■ Supplied passage
Cars like this one helped Google collect imagery for Street View. But the cars also collected data from private networks.
Cars like this one helped Google collect imagery for Street View. But the cars also collected data from private networks.
 SAN FRANCISCO — Google on Tuesday acknowledged to state officials that it had violated people’s privacy during its Street View mapping project when it casually scooped up passwords, e-mail and other personal information from unsuspecting computer users

 In agreeing to settle a case brought by 38 states involving the project, the search company for the first time is required to aggressively police its own employees on privacy issues and to explicitly tell the public how to fend off privacy violations like this one.

While the settlement also included a tiny — for Google — fine of $7 million, privacy advocates and Google critics characterized the overall agreement as a breakthrough for a company they say has become a serial violator of privacy.

Complaints have led to multiple enforcement actions in recent years and a spate of worldwide investigations into the way the mapping project also collected the personal data of private computer users.

“Google puts innovation ahead of everything and resists asking permission,” said Scott Cleland, a consultant for Google’s competitors and a consumer watchdog whose blog maintains a close watch on Google’s privacy issues. “But the states are throwing down a marker that they are watching and there is a line the company shouldn’t cross.”

■ Complete the following
• 1. Answer these from the Street View settlement article:
(a) How many states brought the case that Google agreed to settle?
(b) What was the amount of the fine included in the settlement?
(c) How does the article describe Scott Cleland?
• 2. Write a continuation of the Street View settlement article, beginning after its final sentence.

■ Available data

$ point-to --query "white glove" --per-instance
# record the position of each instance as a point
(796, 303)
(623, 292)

■ Responses by task
• 1.
(a) 38 states.
(b) $7 million.
(c) He is a consultant for Google's competitors and a consumer watchdog whose blog keeps a close watch on Google's privacy issues.

• 2.
The agreement paves the way for a major privacy battle over Google Glass, the heavily promoted wearable computer in the form of glasses, Mr. Cleland said. “If you use Google Glass to record a couple whispering to each other in Starbucks, have you violated their privacy?” he asked. “Well, 38 states just said they have a problem with the unauthorized collection of people’s data.”

George Jepsen, the Connecticut attorney general who led the states’ investigation, said that he was hopeful the settlement would produce a new Google.

“This is the industry giant,” he said. “It is committing to change its corporate culture to encourage sensitivity to issues of personal data privacy.”

The applause was not universal, however. Consumer Watchdog, another privacy monitor and frequent Google critic, said that “asking Google to educate consumers about privacy is like asking the fox to teach the chickens how to ensure the security of their coop.”

Niki Fenwick, a Google spokeswoman, said on Tuesday that “we work hard to get privacy right at Google, but in this case we didn’t, which is why we quickly tightened up our systems to address the issue.”

Last summer, the Federal Trade Commission fined Google $22.5 million for bypassing privacy settings in the Safari browser, the largest civil penalty ever levied by the F.T.C. In 2011, Google agreed to be audited for 20 years by the F.T.C. after it admitted to using deceptive tactics when starting its Buzz social network. That agreement included several rather vague privacy provisions.

The new settlement, which requires Google to set up a privacy program within six months, is more specific. Among its requirements, Google must hold an annual privacy week event for employees. It also must make privacy certification programs available to select employees, provide refresher training for its lawyers overseeing new products and train its employees who deal with privacy matters.

Several provisions involve outreach. Google must create a video for YouTube explaining how people can easily encrypt their data on their wireless networks and run a daily online ad promoting it for two years. It must run educational ads in the biggest newspapers in the 38 participating states, which besides Connecticut also include New York, New Jersey, Massachusetts, California, Ohio and Texas.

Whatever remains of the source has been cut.